U.S. Environmental Protection Agency (EPA) Administrator Scott Pruitt says winning the trust of state-level regulators will be one of his top priorities in the new job.

“I seek to ensure that we engender the trust of those at the state level,” Pruitt said in a speech to EPA employees in Washington, D.C. yesterday. It’s important that states “see us as partners in this very important mission we have as an agency, and not adversaries,” he said.

During the Obama administration, Pruitt emerged as a leading critic of the EPA in his former role as Oklahoma attorney general. He joined with other states, business groups, labor unions and other stakeholders in challenging the Obama EPA in court for overstepping its authority.

Their biggest win was a U.S. Supreme Court stay of the so-called Clean Power Plan (CPP), an EPA regulation that was created after cap-and-trade climate legislation was defeated in Congress in 2010, despite wide Democratic majorities at the time. Like the cap-and-trade bill, the CPP regulation would require states to impose carbon dioxide limits on power plants and mandate the use of more wind, solar and other so-called renewables. In a recent interview with Wall Street Journal columnist Kim Strassel, Pruitt said he now plans to withdraw the CPP.

In his speech to EPA employees, Pruitt pledged that future agency regulations would be “tethered” to existing laws. “The only authority that any agency has in the executive branch is the authority given to it by Congress,” he said.

Pruitt also promised to end abuses of the rulemaking process, such as “regulation through litigation,” in which court settlements between activist groups and regulators are used to provide legal justification for new regulatory mandates. This strategy, which came under fire during the Obama administration, is also known as “sue and settle.”

TASKS FOR THIS EXERCISE:
**a.** According to the article about Scott Pruitt's speech to EPA employees, what position did Pruitt hold during the Obama administration?
**b.** Continue the article about Scott Pruitt's speech to EPA employees, picking up after its final sentence.

Point-per-instance localization data:
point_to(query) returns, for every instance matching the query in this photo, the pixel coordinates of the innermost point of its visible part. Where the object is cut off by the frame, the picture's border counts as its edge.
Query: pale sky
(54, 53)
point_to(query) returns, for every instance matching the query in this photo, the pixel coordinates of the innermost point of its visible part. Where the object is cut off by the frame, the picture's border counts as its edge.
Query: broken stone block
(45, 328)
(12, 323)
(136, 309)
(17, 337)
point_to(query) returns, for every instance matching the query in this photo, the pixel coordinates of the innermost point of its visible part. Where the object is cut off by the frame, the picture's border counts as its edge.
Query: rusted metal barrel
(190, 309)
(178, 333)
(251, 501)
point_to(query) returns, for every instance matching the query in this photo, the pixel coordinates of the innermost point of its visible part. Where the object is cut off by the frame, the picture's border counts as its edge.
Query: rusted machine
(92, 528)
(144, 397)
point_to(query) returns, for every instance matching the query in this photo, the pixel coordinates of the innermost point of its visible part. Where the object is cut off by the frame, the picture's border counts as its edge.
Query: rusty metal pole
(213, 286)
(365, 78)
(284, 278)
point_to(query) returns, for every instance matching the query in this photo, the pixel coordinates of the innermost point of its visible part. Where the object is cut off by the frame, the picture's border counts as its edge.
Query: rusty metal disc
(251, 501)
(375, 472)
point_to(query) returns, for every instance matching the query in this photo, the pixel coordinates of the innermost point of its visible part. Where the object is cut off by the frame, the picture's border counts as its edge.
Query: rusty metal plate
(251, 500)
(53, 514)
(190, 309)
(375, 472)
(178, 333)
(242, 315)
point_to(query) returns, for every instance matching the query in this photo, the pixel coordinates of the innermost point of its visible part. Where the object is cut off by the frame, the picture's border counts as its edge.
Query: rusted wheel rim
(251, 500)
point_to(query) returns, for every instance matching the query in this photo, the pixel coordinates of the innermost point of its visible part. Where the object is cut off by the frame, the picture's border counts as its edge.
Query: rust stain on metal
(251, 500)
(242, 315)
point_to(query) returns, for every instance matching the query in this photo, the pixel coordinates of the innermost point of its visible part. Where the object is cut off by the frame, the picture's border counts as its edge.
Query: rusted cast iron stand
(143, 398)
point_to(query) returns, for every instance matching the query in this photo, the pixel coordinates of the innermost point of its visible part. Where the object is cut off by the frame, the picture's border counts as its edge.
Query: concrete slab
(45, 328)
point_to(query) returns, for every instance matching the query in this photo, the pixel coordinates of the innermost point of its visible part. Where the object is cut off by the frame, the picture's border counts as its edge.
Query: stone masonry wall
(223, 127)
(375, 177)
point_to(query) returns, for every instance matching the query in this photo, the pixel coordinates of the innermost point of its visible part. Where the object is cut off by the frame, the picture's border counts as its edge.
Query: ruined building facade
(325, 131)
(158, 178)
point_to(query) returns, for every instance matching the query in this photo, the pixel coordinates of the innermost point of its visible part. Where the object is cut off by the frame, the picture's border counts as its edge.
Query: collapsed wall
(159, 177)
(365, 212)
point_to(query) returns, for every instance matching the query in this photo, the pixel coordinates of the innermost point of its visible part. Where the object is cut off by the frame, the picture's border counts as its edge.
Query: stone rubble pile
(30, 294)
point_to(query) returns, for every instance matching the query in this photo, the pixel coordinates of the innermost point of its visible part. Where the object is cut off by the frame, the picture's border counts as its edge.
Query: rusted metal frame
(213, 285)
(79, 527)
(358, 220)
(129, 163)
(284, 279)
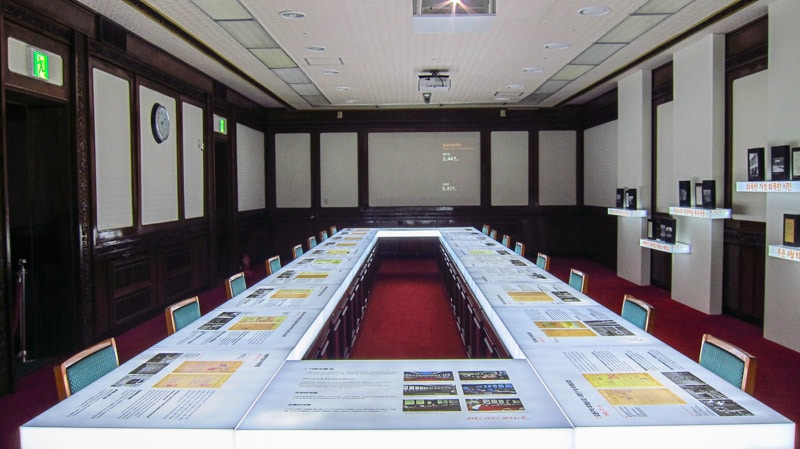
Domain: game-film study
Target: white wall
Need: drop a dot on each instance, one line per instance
(600, 165)
(250, 173)
(557, 174)
(782, 300)
(113, 146)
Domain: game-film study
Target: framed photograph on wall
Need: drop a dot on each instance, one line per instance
(685, 193)
(698, 194)
(709, 194)
(779, 162)
(791, 232)
(755, 164)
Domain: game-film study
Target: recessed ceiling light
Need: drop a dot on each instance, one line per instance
(292, 14)
(594, 11)
(556, 46)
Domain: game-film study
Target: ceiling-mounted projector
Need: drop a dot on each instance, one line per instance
(434, 81)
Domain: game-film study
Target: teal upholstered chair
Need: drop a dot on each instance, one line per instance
(729, 362)
(297, 251)
(273, 264)
(543, 261)
(235, 285)
(578, 280)
(182, 313)
(638, 312)
(85, 367)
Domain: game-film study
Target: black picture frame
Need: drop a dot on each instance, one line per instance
(685, 193)
(780, 165)
(791, 230)
(698, 194)
(630, 199)
(709, 194)
(755, 164)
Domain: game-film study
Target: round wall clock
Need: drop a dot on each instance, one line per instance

ANSWERS FOR THE EXERCISE:
**a.** He was Oklahoma attorney general.

**b.**
Pruitt’s nomination was strongly opposed by environmental activist groups like the Sierra Club and NRDC, which were key allies of the Obama administration. In yesterday’s speech, Pruitt may have extended an olive branch to critics by referencing this passage from Sierra Club founder John Muir: “Everyone needs beauty as well as bread, places to play in and pray in where nature may heal and cheer and give strength to body and soul alike.”

But the gesture drew a hostile statement from Sierra Club executive director Michael Brune: “John Muir is rolling over in his grave at the notion of someone as toxic to the environment as Scott Pruitt taking over the EPA.”

For his part, Pruitt said he rejects the idea that economic growth undermines environmental stewardship. “I believe that we as an agency and we as a nation can be both pro-energy and jobs and pro-environment,” he said.

Pruitt also defended the nation’s record on the environment. “I think our nation has done better than any nation in the world in making sure we do the job of protecting our natural resources and protecting our environment, while also respecting the economic growth and jobs our nation seeks,” he said.